◆ **À FAIRE**
1. Résumez en deux phrases, s'il vous plaît, le texte sur la tendresse.
2. À partir de la phrase « Les signes d'affection sont nombreux », le texte sur la tendresse décrit quatre catégories d'êtres, chacune avec sa propre manière de porter l'affection. Nommez-les et indiquez pour chacune ce qui la caractérise.

[Été 1999]
par Sylvie Laliberté
L’affection c’est facile. C’est donné-donné. Si c’est forcé c’est raté. Et rater un moment de tendresse c’est pire que de rater un gâteau.
Un moment de tendresse, c’est du même ordre que bailler. C’est sans volonté. Ça va de soi et ça tombe sur l’autre. Et puis c’est vite oublié. C’est parti au pays des tendresses et on ne sait pas où c’est.
Énumérer ces moments-là, c’est de mauvais goût. Dans un roman mou l’auteur fait des descriptions du héros qui prend dans ses mains la tête de la fille aux cheveux. (Les filles ont toujours des cheveux). Mais les champions de la tendresse sont nuls.
La tendresse haut de gamme n’existe pas : on ne sait jamais avec la tendresse. Ça ne comporte aucun savoir ni même de bon goût. Pas de savoir, pas de bon goût et les références S.V.P. ? Je préfère la révérence à la fin d’un petit poème mal récité. Un petit mouvement du corps que l’on fait soit en s’inclinant, soit en pliant les genoux.
Les signes d’affection sont nombreux. Une femme a un sac à main. C’est là qu’elle loge ses outils pour l’affection qu’elle se porte à elle-même. Et en général elle est toujours prête à partager.
Quant à monsieur il doit l’inventer au fur et à mesure. Et il en est bien capable.
Les enfants ont un toutou.
Et les animaux de maison sont exclusivement fabriqués à cet effet. Ils lèchent le visage et sont contents quand vous arrivez. Même pour les humains, les arrivées et les départs sont très propices pour l’affection. Mais le mieux c’est de rester et d’aimer.

◆ **Entrées de données recueillies**
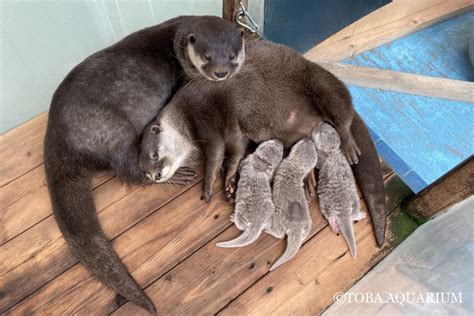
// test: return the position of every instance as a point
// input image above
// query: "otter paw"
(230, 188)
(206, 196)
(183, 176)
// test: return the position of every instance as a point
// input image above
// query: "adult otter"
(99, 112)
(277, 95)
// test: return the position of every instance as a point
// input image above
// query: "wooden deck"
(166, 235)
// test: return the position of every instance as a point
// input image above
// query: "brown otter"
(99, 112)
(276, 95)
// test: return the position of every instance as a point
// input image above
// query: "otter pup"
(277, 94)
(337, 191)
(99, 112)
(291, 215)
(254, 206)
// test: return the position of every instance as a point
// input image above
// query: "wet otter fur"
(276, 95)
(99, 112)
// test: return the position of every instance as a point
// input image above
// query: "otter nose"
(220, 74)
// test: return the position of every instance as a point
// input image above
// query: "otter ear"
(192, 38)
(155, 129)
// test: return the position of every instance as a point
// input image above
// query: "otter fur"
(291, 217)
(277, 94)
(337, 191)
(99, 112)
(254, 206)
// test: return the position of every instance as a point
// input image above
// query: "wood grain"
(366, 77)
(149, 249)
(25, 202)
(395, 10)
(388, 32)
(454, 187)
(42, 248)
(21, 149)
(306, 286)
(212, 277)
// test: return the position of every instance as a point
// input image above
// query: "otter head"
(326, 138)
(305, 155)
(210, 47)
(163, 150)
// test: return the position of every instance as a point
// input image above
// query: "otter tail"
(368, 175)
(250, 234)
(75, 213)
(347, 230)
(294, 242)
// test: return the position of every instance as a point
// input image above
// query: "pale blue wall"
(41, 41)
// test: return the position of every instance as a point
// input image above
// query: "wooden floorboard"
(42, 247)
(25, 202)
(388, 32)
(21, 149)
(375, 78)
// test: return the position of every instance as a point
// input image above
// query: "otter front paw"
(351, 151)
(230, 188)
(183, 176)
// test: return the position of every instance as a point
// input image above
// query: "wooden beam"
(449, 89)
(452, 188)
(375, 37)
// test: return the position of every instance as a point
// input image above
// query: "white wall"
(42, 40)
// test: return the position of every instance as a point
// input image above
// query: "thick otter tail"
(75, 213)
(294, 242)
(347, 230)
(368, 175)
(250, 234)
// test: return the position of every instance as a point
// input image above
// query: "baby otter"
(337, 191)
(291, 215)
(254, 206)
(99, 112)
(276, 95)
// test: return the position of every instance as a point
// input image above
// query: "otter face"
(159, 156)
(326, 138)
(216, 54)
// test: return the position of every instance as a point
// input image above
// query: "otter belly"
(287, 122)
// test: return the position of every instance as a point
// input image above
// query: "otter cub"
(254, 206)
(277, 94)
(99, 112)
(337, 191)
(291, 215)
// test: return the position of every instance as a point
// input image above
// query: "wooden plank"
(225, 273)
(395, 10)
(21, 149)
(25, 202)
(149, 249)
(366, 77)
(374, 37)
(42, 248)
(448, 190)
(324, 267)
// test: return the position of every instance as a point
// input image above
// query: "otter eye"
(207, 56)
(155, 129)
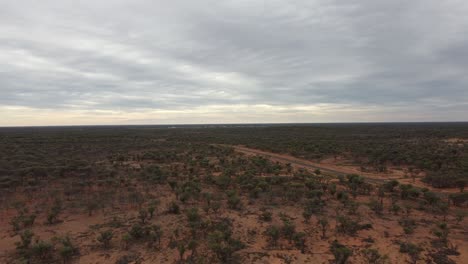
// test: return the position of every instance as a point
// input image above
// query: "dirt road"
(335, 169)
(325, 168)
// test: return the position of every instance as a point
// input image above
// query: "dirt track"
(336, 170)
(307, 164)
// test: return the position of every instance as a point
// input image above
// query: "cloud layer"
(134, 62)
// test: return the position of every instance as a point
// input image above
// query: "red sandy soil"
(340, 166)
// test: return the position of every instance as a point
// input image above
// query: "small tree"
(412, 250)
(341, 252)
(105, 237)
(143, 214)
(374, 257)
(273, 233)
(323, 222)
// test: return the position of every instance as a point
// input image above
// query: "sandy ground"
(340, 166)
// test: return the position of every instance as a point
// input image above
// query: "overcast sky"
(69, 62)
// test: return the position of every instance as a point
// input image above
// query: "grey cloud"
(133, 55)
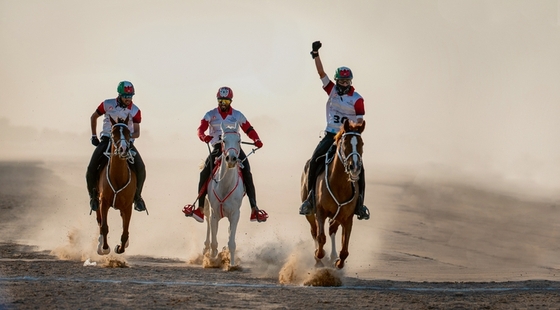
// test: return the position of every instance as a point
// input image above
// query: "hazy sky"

--

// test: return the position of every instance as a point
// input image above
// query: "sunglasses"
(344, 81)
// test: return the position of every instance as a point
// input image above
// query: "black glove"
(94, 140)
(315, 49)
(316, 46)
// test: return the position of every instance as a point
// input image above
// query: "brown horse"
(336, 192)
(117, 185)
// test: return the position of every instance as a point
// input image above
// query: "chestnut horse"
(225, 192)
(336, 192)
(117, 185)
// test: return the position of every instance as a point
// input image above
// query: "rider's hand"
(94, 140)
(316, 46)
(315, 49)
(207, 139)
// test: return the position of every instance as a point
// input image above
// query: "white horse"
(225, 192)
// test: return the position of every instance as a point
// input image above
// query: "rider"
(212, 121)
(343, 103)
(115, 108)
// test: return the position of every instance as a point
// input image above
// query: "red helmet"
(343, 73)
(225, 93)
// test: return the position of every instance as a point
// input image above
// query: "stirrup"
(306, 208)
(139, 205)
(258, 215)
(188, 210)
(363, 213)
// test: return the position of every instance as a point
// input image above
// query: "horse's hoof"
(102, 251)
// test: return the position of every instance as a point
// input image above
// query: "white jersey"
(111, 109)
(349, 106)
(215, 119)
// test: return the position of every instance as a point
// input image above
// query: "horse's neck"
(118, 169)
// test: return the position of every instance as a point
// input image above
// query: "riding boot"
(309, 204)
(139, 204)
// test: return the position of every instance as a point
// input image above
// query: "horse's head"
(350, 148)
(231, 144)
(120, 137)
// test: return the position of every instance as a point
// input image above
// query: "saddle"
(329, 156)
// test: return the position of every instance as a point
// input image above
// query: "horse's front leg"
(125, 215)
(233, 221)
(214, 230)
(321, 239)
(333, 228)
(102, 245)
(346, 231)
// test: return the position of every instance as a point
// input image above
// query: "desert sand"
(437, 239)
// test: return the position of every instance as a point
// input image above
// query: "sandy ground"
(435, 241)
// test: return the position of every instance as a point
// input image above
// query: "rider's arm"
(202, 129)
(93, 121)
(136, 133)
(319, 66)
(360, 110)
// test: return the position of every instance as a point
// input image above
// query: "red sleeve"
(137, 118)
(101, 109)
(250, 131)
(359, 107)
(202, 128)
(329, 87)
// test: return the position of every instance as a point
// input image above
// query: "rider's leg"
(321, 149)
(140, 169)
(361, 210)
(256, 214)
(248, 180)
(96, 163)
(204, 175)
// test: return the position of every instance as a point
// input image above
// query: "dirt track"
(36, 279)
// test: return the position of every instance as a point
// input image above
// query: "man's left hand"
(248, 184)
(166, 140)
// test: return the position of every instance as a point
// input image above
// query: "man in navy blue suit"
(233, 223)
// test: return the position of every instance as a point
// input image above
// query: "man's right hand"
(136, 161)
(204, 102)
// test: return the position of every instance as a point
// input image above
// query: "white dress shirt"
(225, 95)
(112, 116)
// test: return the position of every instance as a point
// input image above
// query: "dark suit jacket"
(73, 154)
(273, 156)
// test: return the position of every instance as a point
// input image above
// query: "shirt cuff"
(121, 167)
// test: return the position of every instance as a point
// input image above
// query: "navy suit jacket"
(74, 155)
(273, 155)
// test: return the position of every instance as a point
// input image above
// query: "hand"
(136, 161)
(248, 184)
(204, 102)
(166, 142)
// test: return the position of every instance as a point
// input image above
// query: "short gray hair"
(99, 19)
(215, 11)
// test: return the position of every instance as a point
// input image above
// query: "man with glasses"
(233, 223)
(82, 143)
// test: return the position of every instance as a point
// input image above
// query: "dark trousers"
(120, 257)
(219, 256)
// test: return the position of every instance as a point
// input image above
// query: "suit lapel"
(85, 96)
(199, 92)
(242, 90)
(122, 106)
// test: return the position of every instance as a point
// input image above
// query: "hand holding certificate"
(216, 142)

--

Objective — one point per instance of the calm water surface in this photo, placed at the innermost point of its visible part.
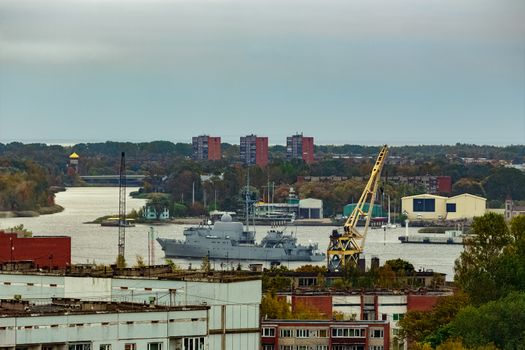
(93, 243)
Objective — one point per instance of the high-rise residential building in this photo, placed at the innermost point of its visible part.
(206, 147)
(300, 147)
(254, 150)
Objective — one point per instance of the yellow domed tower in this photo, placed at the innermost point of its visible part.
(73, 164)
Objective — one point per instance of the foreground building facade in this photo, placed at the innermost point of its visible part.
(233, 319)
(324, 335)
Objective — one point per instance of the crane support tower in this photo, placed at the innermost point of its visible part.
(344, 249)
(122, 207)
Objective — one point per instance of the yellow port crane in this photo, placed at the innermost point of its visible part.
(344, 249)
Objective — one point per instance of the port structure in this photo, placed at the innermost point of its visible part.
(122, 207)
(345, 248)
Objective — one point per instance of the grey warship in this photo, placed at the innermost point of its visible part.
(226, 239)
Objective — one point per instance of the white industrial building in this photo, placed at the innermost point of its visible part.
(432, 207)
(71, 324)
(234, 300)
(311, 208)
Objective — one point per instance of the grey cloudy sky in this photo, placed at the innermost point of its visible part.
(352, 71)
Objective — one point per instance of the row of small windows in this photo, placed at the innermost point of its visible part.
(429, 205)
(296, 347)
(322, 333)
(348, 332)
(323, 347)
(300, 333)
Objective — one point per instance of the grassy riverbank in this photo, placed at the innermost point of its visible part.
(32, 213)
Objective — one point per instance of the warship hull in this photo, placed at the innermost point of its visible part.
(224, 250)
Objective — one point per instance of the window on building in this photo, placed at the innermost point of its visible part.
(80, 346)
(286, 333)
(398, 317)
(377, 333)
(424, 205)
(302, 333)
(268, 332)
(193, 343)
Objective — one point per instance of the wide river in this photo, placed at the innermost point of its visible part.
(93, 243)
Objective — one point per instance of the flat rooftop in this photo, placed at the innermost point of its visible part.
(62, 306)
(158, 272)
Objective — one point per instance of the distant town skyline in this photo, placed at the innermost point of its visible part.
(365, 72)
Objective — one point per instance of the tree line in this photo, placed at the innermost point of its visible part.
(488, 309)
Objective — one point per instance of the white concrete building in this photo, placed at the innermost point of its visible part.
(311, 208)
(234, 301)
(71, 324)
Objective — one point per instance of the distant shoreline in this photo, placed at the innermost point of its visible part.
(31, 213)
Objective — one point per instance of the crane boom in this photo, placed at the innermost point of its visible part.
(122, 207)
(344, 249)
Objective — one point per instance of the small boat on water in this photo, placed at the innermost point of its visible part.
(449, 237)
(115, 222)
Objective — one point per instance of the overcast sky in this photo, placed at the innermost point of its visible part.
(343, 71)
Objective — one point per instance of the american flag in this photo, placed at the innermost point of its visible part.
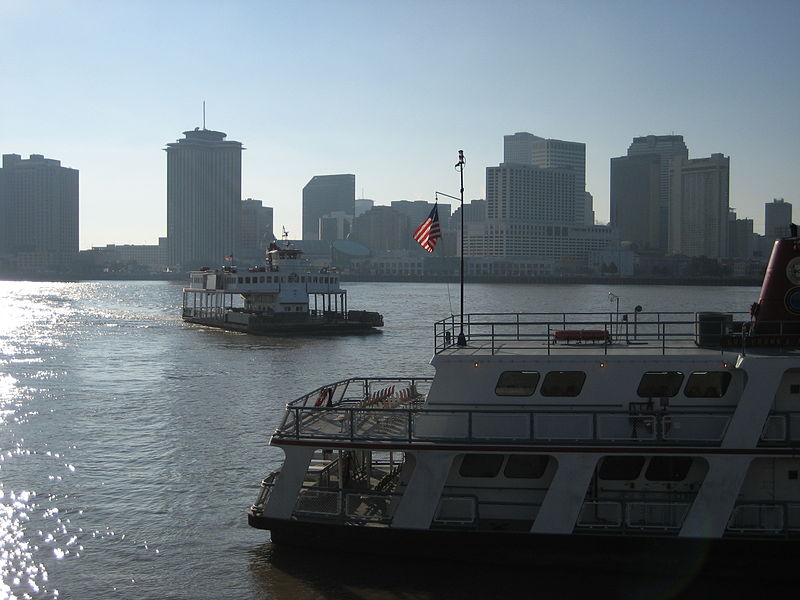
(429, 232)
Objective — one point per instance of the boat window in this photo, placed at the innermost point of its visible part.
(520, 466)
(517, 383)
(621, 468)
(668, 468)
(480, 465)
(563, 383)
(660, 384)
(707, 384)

◆ **RÉPONSES**
1. La tendresse y est présentée comme spontanée et involontaire : elle se donne sans effort, tombe sur l'autre et s'oublie vite, et si on la force, elle est ratée. Ses signes sont nombreux, du sac à main de la femme au toutou des enfants et aux animaux de maison, mais le mieux reste de rester et d'aimer.

2.
- Une femme : elle a un sac à main où elle loge ses outils pour l'affection qu'elle se porte à elle-même, et elle est en général toujours prête à partager.
- Monsieur : il doit l'inventer au fur et à mesure, et il en est bien capable.
- Les enfants : ils ont un toutou.
- Les animaux de maison : ils lèchent le visage et sont contents quand vous arrivez.